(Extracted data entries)
*-*-*

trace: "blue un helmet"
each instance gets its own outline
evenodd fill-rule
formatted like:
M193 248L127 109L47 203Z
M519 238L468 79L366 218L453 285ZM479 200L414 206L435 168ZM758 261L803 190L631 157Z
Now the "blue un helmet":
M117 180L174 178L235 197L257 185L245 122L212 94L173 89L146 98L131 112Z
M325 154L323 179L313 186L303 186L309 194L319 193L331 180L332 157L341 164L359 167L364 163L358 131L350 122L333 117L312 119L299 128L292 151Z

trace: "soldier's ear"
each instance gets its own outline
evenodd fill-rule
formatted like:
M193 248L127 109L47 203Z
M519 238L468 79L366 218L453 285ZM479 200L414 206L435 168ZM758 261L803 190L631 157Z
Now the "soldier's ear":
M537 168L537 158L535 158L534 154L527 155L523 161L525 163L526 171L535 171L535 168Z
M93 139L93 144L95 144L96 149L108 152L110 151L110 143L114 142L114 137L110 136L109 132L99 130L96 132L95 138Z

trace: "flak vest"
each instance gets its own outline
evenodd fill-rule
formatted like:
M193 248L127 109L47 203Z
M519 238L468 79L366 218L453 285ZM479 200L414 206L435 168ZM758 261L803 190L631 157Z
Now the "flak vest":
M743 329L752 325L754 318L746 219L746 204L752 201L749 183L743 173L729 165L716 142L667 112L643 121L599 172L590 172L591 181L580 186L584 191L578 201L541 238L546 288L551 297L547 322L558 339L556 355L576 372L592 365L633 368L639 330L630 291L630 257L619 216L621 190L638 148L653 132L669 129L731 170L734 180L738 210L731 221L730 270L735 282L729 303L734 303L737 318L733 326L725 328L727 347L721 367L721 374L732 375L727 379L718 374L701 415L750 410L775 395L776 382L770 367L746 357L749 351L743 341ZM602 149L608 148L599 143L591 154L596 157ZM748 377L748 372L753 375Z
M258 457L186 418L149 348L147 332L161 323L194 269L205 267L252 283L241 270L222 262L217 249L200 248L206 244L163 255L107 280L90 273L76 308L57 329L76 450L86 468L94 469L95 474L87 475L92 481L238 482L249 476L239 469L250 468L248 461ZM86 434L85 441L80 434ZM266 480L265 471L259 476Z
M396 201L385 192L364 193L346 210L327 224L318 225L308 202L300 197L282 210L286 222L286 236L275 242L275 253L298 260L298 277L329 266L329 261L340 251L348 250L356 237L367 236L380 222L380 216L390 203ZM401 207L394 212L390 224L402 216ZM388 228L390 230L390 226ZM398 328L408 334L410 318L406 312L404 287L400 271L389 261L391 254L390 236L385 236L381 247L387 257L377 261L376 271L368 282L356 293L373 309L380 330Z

*-*-*

- **GIVEN INSTRUCTION**: Copy every line of the records above, changing nothing.

- **CORRECT ANSWER**:
trace: "blue un helmet"
each instance gets its own outline
evenodd fill-rule
formatted like:
M193 248L127 109L47 203Z
M519 238L468 79L366 218L453 285ZM479 200L414 206L435 168ZM758 261L803 190L631 157Z
Now the "blue un helmet":
M117 180L174 178L235 197L257 185L245 122L212 94L173 89L146 98L131 112Z
M325 154L323 179L313 186L303 186L309 194L319 193L331 180L332 157L341 164L359 167L364 163L358 131L350 122L333 117L312 119L299 128L292 151Z

trace: "soldier's ear"
each instance gets its own outline
evenodd fill-rule
formatted like:
M193 248L127 109L47 203Z
M519 238L468 79L366 218L453 285ZM479 200L414 206L435 168ZM758 261L803 190L631 157Z
Now the "soldier's ear":
M537 168L537 158L535 158L534 154L527 155L523 161L525 163L526 171L535 171L535 168Z
M93 139L93 144L95 144L96 149L108 152L110 151L110 143L114 142L114 137L110 136L109 132L99 130L96 132L95 138Z

trace: "flak vest"
each instance gets its own outline
evenodd fill-rule
formatted like:
M193 248L127 109L47 203Z
M519 238L468 79L366 218L453 285ZM479 200L414 206L435 168ZM758 261L803 190L631 157Z
Now the "flak vest":
M743 329L752 325L754 318L746 219L746 204L752 201L749 183L743 173L729 165L716 142L667 112L643 121L599 172L590 172L591 181L580 186L584 191L578 201L541 238L546 288L551 297L547 322L558 339L556 355L576 372L592 365L633 368L639 330L630 291L630 257L619 216L621 190L638 148L653 132L669 129L731 170L734 180L738 210L731 221L730 270L735 282L729 303L734 303L737 318L733 326L725 328L727 347L721 367L721 374L732 375L727 379L718 374L701 415L750 410L775 395L776 382L770 367L746 357L749 351L743 341ZM602 149L608 148L599 143L591 154L596 157ZM748 377L748 372L753 375Z
M258 457L186 418L149 348L147 332L161 323L194 269L205 267L252 283L241 270L222 262L217 249L200 248L206 244L163 255L107 280L90 273L76 308L57 329L76 450L86 468L94 469L95 474L87 475L92 481L238 482L249 476L239 469L250 468L248 461ZM86 434L85 441L80 434ZM266 480L265 471L259 476Z
M396 201L385 192L364 193L346 210L327 224L318 225L308 202L300 197L282 210L286 222L286 236L275 242L275 253L298 260L298 277L329 266L329 261L340 251L348 250L356 237L367 236L380 222L380 216L390 203ZM401 207L394 212L390 224L402 216ZM388 228L390 230L390 226ZM398 328L408 334L410 318L406 312L404 287L400 271L389 261L391 254L390 236L385 236L381 247L387 257L377 261L376 271L368 282L356 293L373 309L380 330Z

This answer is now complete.